(EXERCISE):
Which lines of the material below contain the string "green"? Extract each of those lines, and treat uppercase and lowercase as different.

[Rows from a box-labeling dataset]

+ + +

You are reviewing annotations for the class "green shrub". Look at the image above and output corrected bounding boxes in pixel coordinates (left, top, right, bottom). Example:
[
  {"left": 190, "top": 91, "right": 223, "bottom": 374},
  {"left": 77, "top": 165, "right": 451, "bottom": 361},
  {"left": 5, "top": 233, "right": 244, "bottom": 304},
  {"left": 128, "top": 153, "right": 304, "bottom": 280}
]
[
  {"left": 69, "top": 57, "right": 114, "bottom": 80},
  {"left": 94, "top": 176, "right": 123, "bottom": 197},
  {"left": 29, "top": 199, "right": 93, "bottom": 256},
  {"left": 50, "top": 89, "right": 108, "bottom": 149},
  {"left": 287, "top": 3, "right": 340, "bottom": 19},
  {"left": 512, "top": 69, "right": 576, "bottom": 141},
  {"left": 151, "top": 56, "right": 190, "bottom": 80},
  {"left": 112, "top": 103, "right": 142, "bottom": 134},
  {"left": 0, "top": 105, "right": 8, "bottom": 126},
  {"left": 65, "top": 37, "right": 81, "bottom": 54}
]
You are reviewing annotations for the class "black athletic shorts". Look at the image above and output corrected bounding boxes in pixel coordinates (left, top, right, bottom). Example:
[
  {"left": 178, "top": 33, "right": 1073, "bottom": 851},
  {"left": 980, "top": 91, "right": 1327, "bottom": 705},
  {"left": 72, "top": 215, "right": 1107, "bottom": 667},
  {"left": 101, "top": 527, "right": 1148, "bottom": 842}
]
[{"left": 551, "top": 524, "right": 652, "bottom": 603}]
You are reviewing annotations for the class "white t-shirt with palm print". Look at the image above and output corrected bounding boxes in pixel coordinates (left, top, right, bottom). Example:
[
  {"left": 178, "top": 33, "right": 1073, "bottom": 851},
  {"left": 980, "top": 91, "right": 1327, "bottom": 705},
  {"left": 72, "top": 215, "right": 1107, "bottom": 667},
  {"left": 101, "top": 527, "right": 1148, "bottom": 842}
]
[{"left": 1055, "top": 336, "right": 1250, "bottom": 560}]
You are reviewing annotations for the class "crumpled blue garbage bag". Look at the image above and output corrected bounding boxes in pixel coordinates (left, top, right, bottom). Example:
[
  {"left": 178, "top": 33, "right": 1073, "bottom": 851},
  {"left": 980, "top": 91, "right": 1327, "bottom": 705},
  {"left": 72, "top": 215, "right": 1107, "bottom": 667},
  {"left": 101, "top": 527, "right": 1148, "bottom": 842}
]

+ + +

(THE RESPONSE):
You are reviewing annotations for the class "green shrub". Look at the image above and output corrected bounding boxes in pixel coordinates (left, top, right, bottom). Example:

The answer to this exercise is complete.